RECORD SET:

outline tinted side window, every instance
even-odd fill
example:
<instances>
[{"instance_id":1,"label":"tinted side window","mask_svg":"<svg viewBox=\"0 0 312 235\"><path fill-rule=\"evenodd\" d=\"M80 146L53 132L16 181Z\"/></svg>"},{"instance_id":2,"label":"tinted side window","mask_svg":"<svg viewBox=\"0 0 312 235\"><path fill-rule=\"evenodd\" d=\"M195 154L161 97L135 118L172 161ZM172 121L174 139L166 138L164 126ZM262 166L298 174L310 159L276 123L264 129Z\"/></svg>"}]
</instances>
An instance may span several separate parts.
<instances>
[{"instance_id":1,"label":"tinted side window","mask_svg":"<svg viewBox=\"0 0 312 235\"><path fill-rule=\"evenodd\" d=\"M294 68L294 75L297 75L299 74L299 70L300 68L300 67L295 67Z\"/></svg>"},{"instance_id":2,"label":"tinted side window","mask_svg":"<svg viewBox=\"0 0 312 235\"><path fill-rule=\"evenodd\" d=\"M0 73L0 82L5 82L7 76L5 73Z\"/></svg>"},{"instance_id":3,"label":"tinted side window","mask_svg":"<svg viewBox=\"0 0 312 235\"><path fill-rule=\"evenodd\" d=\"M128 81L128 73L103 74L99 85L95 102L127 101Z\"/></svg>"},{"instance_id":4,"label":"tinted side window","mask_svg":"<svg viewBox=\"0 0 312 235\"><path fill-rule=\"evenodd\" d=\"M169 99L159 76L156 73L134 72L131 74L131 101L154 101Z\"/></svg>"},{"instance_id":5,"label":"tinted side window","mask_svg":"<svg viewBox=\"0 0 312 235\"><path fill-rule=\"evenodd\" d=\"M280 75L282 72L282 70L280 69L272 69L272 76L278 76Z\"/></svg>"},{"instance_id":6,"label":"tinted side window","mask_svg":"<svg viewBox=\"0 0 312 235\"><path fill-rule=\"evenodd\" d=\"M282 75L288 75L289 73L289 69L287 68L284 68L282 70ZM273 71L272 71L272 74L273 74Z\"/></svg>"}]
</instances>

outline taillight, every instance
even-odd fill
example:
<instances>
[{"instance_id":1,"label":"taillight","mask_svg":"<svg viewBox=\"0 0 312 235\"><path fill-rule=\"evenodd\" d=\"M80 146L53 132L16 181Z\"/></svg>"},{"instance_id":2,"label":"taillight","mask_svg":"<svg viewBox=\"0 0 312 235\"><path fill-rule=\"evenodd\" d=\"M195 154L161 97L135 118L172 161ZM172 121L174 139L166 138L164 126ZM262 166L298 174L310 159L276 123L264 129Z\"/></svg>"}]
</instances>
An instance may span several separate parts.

* * *

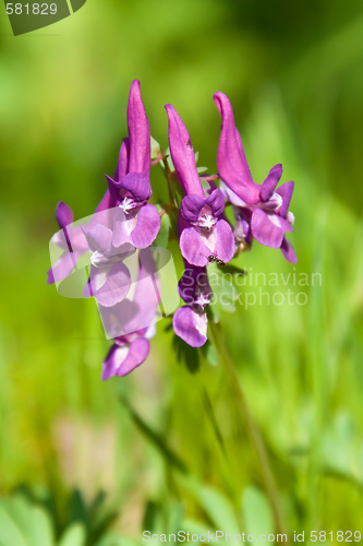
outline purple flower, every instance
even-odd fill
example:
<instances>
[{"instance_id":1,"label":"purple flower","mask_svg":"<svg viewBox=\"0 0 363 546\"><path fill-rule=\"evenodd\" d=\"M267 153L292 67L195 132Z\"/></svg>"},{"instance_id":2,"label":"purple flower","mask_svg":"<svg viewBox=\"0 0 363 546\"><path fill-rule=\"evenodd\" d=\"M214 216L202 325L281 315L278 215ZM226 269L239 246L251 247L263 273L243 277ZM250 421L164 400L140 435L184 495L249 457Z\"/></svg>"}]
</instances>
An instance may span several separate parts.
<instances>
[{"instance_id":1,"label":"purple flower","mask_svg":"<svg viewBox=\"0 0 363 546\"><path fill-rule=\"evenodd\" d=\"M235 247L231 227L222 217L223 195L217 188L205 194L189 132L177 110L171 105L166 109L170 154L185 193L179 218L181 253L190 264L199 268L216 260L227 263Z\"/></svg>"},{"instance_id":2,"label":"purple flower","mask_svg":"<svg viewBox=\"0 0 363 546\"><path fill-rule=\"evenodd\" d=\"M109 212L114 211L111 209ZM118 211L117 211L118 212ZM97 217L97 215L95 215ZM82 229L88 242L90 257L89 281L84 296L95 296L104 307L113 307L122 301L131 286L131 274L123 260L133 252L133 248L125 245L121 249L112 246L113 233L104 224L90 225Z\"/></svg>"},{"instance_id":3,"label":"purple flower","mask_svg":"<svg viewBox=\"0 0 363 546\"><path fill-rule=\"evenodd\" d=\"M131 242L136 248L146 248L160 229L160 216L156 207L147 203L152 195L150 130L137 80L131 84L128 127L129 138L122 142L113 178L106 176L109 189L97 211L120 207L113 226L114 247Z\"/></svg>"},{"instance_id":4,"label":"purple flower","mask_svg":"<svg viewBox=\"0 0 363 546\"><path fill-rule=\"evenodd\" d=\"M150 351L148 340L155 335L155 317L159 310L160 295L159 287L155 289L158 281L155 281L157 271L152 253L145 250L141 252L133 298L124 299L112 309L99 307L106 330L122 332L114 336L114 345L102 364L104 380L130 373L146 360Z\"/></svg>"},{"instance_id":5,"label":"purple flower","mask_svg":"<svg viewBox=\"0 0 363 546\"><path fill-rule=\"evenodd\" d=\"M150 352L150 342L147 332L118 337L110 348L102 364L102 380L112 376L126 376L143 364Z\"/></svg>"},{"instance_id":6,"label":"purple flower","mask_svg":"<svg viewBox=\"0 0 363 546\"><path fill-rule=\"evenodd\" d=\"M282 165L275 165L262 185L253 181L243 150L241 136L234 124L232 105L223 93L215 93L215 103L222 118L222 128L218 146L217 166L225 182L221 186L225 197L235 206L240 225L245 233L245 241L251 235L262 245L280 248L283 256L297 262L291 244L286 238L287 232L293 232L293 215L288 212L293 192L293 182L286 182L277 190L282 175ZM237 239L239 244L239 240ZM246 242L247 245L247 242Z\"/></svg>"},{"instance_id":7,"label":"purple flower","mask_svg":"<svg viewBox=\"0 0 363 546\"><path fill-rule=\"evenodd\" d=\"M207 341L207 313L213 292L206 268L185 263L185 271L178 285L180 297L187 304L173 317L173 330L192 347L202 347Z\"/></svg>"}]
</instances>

STATED EXERCISE: Tally the rows above that contain the string "every", treating uppercase and lowercase as distinct, and give only the number.

SOLVED EXERCISE: 3